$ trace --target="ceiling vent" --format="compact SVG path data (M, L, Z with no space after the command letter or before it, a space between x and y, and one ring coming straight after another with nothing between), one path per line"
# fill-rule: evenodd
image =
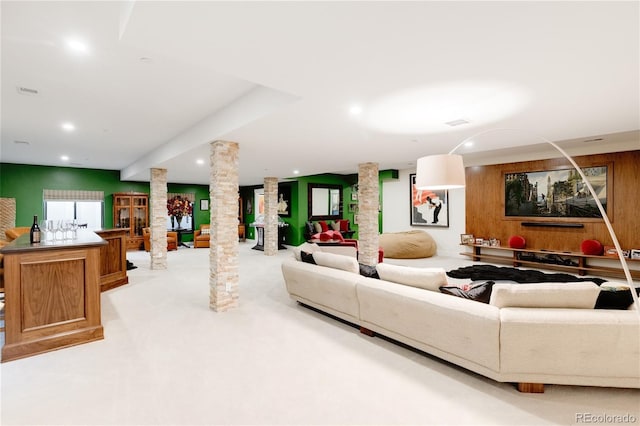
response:
M27 141L13 141L13 143L16 145L29 145L29 142Z
M447 121L444 124L446 124L447 126L456 127L456 126L461 126L463 124L469 124L469 120L465 120L464 118L459 118L457 120Z
M593 139L584 140L582 142L585 142L585 143L587 143L587 142L600 142L600 141L603 141L603 140L604 140L603 138L593 138Z
M36 89L18 86L18 93L20 93L21 95L36 96L38 94L38 91Z

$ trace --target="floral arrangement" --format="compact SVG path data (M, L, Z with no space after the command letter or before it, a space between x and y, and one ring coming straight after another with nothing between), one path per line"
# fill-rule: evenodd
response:
M186 198L176 195L167 201L167 212L169 216L182 218L191 215L193 206Z

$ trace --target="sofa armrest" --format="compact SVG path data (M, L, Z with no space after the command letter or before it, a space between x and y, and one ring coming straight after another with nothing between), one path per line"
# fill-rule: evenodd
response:
M167 232L167 237L175 238L175 239L176 239L176 241L177 241L177 240L178 240L178 233L177 233L177 232L174 232L174 231L168 231L168 232Z
M193 238L199 237L201 232L202 231L199 229L196 229L195 231L193 231Z

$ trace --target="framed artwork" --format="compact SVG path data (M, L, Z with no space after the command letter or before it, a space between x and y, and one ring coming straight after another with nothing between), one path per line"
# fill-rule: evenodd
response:
M416 175L409 175L411 226L449 227L449 191L419 190Z
M605 211L611 204L613 167L583 167ZM506 217L602 218L586 183L577 170L565 168L504 174Z
M278 186L278 215L291 217L291 185Z
M209 200L200 200L200 210L209 210Z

• Activity:
Make an exact copy of the records, pictures excluded.

• Answer to this task:
$ trace --target="ceiling vent" --format="compact SVG path data (M, L, Z with no space after the command letter or before it, a space between x and y, and one ring coming straight after another with nothing between), one path per line"
# fill-rule: evenodd
image =
response:
M27 141L13 141L13 143L16 145L29 145L29 142Z
M447 121L444 124L446 124L447 126L456 127L456 126L461 126L463 124L469 124L469 120L465 120L464 118L459 118L457 120Z
M593 139L584 140L582 142L585 142L585 143L587 143L587 142L600 142L600 141L603 141L603 140L604 140L603 138L593 138Z
M36 89L18 86L18 93L20 93L21 95L36 96L38 94L38 91Z

$ trace --target="floral arrangement" --format="compact SVG path data (M, L, Z with no space after the command letter or before it, a space between x and y, and one ring coming straight after another with nothing between), one path per line"
# fill-rule: evenodd
response:
M186 198L176 195L167 201L167 212L169 216L182 218L191 215L193 206Z

$ trace --target="sofa armrest" --format="compact SVG path data (M, L, Z with no space after the command letter or before it, a space between x and y, and one ring coming straight after another with nothing between), one path per line"
# fill-rule: evenodd
response:
M167 232L167 237L175 238L175 239L176 239L176 241L177 241L177 240L178 240L178 233L177 233L177 232L174 232L174 231L168 231L168 232Z
M193 238L199 237L201 232L202 231L199 229L196 229L195 231L193 231Z

$ trace --target="framed artwork" --format="compact SVG path data (M, L, Z with no space after the command letter or before it, a space between x and y, and one ring coming straight after another with nothing between), one path per line"
# fill-rule: evenodd
response:
M416 175L409 175L411 226L449 227L449 191L419 190Z
M605 211L611 204L613 167L583 167ZM506 217L602 218L586 183L577 170L565 168L504 174Z
M278 186L278 215L291 217L291 185Z
M209 200L200 200L200 210L209 210Z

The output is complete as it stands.